▸ Required work
Copy the lines verbatim, beginning with the line that contains "524L318 548L349 562L358" and continuing through the end of the data, and only those lines.

[Saved data entries]
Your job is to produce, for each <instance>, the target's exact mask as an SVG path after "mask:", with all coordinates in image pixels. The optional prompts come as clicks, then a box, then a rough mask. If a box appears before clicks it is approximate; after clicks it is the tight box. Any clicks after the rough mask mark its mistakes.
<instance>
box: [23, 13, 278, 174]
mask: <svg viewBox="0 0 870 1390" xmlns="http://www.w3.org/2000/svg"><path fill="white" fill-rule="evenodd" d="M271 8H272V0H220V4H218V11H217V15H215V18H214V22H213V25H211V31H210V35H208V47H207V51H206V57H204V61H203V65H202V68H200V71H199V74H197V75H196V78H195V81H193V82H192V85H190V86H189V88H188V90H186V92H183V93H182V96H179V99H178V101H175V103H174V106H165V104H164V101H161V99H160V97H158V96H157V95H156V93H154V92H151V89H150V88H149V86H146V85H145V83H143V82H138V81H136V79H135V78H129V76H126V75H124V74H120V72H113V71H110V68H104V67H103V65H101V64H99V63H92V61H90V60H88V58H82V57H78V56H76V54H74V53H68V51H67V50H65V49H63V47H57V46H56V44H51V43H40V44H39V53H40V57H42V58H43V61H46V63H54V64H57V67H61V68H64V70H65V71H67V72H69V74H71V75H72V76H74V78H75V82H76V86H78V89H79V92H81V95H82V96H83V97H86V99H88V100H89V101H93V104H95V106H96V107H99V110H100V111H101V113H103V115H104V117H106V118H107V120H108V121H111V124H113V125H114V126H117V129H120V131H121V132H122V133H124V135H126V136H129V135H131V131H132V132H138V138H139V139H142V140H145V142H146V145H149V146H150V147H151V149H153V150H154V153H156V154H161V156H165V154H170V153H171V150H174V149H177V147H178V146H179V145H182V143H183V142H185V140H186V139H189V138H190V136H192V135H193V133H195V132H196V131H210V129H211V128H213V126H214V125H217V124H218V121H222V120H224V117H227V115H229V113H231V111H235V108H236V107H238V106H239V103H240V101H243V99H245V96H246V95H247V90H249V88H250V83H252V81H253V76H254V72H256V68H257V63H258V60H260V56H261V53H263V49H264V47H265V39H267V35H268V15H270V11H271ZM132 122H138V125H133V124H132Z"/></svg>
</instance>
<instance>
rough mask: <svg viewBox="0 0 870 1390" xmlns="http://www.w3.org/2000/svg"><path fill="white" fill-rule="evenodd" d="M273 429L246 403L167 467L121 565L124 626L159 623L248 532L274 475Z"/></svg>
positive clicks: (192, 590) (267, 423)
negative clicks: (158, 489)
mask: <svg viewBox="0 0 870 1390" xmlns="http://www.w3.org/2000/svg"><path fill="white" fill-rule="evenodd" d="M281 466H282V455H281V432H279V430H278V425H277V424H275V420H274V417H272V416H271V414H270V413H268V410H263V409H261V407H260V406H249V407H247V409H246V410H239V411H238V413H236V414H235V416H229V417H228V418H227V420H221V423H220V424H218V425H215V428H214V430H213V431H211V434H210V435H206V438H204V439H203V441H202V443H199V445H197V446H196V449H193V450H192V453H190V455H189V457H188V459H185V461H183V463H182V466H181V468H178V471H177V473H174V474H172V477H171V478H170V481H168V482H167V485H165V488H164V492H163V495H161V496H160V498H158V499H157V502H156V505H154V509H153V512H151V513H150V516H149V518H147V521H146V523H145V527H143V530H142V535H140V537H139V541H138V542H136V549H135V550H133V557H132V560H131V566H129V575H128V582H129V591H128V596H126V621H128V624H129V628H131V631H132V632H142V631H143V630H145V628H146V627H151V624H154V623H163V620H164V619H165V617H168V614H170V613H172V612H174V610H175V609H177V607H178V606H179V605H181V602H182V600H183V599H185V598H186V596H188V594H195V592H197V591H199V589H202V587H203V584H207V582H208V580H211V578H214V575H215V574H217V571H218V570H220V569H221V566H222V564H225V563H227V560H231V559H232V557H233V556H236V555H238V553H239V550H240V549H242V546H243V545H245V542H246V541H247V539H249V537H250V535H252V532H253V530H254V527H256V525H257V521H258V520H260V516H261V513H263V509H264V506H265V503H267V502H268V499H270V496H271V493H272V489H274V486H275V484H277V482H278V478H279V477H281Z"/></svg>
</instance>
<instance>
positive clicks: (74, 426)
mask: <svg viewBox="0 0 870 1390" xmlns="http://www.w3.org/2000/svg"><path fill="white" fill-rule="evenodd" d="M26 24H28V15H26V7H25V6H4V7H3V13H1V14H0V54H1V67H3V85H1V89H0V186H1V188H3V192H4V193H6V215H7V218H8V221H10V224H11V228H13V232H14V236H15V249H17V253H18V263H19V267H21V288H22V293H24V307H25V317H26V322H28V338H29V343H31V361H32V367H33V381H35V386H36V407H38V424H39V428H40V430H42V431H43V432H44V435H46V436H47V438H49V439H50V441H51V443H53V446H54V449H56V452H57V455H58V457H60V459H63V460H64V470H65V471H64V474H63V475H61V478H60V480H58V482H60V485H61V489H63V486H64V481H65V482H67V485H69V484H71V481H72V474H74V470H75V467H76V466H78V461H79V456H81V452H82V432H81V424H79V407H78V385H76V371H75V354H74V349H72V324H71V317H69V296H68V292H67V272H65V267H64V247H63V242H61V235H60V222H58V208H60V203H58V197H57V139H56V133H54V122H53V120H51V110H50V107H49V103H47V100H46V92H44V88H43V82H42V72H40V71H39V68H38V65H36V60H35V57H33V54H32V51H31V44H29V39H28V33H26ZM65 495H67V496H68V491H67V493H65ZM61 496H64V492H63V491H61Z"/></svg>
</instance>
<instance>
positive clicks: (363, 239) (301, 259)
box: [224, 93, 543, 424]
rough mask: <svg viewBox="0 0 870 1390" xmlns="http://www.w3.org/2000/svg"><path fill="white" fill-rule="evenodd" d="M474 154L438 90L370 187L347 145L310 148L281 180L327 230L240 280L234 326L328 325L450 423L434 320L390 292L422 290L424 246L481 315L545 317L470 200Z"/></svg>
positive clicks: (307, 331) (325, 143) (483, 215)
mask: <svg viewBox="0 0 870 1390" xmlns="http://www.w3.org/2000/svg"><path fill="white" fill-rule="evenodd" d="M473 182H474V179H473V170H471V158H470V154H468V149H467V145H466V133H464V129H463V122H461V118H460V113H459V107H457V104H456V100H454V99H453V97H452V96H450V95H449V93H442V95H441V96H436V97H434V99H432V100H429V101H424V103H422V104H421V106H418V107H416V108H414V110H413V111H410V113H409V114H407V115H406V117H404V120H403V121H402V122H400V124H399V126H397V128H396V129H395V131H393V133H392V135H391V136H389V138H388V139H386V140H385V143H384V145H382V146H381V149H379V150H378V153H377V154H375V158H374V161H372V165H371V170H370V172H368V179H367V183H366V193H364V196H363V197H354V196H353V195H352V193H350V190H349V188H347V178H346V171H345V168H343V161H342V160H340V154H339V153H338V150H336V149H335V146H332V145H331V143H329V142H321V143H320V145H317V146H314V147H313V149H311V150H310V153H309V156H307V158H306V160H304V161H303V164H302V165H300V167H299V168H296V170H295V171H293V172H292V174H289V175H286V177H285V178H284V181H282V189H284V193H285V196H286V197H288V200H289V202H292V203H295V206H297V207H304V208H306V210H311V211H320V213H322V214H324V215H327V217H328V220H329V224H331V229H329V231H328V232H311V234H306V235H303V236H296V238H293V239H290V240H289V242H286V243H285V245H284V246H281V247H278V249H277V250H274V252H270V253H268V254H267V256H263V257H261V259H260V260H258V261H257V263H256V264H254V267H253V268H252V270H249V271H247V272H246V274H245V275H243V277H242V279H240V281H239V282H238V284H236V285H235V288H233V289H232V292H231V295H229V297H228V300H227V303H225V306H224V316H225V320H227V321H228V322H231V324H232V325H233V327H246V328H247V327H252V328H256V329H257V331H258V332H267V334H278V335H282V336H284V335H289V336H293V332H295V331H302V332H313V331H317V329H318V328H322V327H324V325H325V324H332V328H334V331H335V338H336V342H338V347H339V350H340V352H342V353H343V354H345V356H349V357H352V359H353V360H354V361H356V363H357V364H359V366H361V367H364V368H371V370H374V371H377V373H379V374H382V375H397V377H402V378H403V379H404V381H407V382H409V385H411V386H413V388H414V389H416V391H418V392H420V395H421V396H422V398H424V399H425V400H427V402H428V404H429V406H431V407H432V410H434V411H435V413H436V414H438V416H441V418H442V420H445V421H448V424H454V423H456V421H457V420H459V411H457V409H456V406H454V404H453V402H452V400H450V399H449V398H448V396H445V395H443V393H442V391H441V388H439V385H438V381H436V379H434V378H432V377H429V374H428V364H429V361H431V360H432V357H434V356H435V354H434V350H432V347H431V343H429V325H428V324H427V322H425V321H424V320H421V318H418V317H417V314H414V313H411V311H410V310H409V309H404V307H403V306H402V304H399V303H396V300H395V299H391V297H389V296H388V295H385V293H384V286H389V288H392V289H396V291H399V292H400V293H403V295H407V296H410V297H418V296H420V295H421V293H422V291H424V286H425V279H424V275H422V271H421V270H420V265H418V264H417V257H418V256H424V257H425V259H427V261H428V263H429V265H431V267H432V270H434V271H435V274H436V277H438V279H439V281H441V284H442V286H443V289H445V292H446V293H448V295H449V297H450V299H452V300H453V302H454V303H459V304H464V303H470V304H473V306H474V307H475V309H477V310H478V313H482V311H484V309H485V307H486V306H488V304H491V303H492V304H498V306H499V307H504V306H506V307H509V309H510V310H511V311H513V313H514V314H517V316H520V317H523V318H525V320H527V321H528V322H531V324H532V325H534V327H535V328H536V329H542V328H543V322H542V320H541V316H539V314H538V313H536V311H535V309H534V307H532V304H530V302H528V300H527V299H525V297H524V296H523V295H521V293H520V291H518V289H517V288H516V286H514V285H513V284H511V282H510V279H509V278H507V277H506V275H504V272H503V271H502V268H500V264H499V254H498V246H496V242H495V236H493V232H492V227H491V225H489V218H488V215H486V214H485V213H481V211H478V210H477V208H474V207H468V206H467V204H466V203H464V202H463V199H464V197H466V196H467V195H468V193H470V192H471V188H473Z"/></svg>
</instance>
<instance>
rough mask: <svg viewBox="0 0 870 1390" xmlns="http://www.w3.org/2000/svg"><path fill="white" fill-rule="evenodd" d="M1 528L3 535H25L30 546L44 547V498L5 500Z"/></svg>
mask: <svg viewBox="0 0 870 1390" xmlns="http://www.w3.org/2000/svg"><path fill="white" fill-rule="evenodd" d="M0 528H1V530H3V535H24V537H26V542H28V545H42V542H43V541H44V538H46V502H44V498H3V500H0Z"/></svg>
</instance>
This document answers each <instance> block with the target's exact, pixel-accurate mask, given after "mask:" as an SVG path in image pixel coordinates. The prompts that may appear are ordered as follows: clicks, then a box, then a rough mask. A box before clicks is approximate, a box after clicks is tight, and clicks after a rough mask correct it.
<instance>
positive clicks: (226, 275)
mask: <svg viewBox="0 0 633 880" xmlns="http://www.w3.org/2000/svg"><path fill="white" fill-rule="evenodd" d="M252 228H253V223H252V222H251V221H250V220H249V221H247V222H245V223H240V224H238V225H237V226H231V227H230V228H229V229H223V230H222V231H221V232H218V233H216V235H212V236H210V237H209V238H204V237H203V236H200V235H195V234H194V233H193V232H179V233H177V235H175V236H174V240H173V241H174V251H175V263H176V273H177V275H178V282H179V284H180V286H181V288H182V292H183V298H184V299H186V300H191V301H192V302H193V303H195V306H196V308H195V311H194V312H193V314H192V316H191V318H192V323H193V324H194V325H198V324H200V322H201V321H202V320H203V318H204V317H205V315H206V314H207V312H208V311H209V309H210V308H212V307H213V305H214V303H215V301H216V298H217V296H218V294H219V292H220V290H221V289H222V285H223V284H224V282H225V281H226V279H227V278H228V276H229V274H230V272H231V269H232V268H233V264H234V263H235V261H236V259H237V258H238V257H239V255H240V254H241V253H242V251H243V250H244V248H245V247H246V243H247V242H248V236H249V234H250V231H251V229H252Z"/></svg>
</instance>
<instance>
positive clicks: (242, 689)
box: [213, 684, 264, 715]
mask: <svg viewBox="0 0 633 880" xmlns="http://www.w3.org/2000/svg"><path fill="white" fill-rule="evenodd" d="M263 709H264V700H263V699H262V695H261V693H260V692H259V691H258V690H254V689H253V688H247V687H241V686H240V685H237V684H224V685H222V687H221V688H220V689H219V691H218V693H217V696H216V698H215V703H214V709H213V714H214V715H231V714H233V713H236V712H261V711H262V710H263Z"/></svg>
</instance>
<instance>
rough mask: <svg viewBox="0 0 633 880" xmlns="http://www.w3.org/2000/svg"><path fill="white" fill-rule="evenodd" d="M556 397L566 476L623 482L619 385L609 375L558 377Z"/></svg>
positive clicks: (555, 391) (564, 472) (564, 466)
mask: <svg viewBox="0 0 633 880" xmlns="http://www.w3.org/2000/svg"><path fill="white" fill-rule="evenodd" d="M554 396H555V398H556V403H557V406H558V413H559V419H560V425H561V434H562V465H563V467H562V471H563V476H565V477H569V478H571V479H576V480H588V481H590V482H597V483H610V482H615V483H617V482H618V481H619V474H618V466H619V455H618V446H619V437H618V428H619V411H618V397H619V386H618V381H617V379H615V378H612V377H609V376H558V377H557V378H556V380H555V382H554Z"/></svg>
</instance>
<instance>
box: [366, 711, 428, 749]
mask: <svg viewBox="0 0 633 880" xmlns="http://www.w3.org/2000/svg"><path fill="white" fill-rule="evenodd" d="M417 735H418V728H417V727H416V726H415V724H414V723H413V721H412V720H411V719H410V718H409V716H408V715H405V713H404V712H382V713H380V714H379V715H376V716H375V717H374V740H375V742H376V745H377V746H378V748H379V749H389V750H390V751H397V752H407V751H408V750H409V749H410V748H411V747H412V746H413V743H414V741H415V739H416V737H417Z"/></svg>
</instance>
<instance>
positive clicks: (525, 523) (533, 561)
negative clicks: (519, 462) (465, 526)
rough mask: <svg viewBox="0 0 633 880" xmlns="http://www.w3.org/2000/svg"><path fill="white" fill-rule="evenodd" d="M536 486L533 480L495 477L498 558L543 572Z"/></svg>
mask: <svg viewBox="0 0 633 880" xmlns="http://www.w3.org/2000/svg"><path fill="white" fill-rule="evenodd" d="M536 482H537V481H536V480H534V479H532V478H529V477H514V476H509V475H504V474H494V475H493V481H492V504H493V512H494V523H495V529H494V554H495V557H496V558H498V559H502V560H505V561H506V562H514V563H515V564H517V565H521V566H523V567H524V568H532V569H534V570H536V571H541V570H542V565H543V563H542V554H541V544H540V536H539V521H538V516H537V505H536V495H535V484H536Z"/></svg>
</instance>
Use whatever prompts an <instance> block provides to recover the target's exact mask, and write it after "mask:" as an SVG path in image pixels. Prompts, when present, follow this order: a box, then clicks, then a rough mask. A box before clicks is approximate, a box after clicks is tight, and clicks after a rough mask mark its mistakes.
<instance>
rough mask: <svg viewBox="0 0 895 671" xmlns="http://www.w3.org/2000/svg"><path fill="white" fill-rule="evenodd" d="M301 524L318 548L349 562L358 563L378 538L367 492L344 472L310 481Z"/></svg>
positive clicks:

▸ Final answer
rough mask: <svg viewBox="0 0 895 671" xmlns="http://www.w3.org/2000/svg"><path fill="white" fill-rule="evenodd" d="M301 524L318 548L349 562L358 563L378 538L367 492L344 472L310 481Z"/></svg>
positive clicks:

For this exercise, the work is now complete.